Task objective :: Your task is to restate the data word for word.

:: Data entries ::

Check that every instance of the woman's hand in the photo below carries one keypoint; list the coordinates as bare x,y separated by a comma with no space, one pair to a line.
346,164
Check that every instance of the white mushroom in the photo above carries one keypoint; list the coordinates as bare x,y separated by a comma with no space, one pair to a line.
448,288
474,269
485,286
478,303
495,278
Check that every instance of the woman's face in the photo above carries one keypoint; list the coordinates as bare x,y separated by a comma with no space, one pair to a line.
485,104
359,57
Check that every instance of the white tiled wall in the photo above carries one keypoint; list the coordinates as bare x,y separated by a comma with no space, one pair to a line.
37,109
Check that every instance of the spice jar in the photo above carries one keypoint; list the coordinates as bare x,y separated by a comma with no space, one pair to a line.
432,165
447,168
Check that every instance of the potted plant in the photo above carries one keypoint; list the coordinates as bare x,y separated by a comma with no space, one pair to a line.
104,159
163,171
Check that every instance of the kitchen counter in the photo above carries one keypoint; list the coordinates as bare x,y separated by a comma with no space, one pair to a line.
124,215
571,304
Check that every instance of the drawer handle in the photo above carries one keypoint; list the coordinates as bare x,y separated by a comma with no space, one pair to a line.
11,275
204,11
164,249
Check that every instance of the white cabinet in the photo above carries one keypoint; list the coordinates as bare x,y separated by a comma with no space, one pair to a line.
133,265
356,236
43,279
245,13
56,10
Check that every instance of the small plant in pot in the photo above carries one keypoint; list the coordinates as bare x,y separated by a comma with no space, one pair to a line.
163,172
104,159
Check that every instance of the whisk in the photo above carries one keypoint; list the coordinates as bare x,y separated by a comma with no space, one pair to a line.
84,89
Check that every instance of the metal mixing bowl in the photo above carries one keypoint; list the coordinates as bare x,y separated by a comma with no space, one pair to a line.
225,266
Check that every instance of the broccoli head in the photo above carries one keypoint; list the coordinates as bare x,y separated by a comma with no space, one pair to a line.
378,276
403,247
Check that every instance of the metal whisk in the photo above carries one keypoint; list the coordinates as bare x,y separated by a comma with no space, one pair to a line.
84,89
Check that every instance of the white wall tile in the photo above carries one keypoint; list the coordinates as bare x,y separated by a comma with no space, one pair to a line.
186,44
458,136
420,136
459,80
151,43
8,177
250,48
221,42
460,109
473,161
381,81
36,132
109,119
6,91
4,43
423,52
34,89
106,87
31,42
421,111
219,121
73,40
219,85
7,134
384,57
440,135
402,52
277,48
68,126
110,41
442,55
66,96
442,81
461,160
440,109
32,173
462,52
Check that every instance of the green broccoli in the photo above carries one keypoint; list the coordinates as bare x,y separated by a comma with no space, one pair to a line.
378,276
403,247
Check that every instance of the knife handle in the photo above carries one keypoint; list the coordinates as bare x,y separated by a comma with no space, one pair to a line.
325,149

:::

Answer for the task ::
Check that every instance of the woman's hand in the photo below carries one keypoint; list the coordinates as bare x,y separated by a comma with no space, one pair to a line.
346,164
Check that every instance of the white mushroom in the photo above carries one keypoint; list the coordinates as bare x,y separated by a comma with no space, one pair to a line.
448,288
474,269
485,286
478,303
495,278
Check that every instance of the woman's face in the photo above carries one keypoint; list the coordinates as bare x,y separated by a comma with no space, one pair to a line.
485,104
359,57
Check that every instance of the white tiled wall in the photo above carries one keypoint; list the coordinates as bare x,y separated by a comma with no space, one pair to a line.
37,109
Check that every instance of the spice jar in the photo above carries one keypoint; list the coordinates as bare x,y separated by a comma with no space, one pair to a line.
432,165
447,168
Check that every instance of the potted plant in the photo above carries one keypoint; list the coordinates as bare x,y separated by a comma with no space, one pair to a line.
104,159
163,171
Check that every instance of the kitchen counter in the photo above carries one keypoint; list the coordinates as bare x,y separated by a comma with no space, one pair to a line.
124,215
571,304
Check that every instance of the drawer handle in the photo above carries one keypoint; list the coordinates as bare x,y separated by a comma with no space, one pair to a line.
11,275
204,11
164,249
Check that every instance of the white cabinet in the photo above carries one keypoint; list the coordinates as bare x,y separated by a comma with no space, one pair to a line.
133,265
356,236
43,279
245,13
56,10
Check that every instance of the small plant in pot in the photo above carries one keypoint; list the coordinates as bare x,y separated by a comma with no space, one pair to a line.
163,172
104,159
Check that every instance of the whisk in the photo above carries one keypoint; list the coordinates as bare x,y separated by a comma with no space, one pair to a line.
84,89
Check that every instance of the metal mixing bowl in the photo above carries one keypoint; list the coordinates as bare x,y separated by a comma with no space, one pair to a line.
225,266
Check that every instance of the broccoli head in the photo above carries one keypoint; list the coordinates as bare x,y separated by a comma with no space, one pair to a line.
378,276
403,247
Check that every instance of the metal whisk in the photo above carries one keypoint; list the coordinates as bare x,y separated by a comma with no space, one pair to a line.
84,89
Check that every instance of the white wall tile in the photo above carries one keypoint; list the coordinates as bare x,y separated by a comma with no space, one pair to a line.
186,44
458,136
420,136
459,80
151,43
8,177
250,48
221,42
460,109
473,161
381,81
36,132
109,119
6,91
4,43
423,52
34,89
106,87
31,42
421,111
219,121
73,40
219,85
7,134
384,57
440,135
402,52
277,48
68,126
110,41
442,55
66,96
442,81
461,160
440,109
32,173
462,52
Check that every instance of the green broccoli in the photo above carries one keypoint; list the coordinates as bare x,y separated by a comma with no space, one pair to a line.
378,276
403,247
Check that every instance of the knife handle in the photo above carries one keypoint; list the coordinates as bare x,y separated by a comma with no space, one pair to a line.
325,149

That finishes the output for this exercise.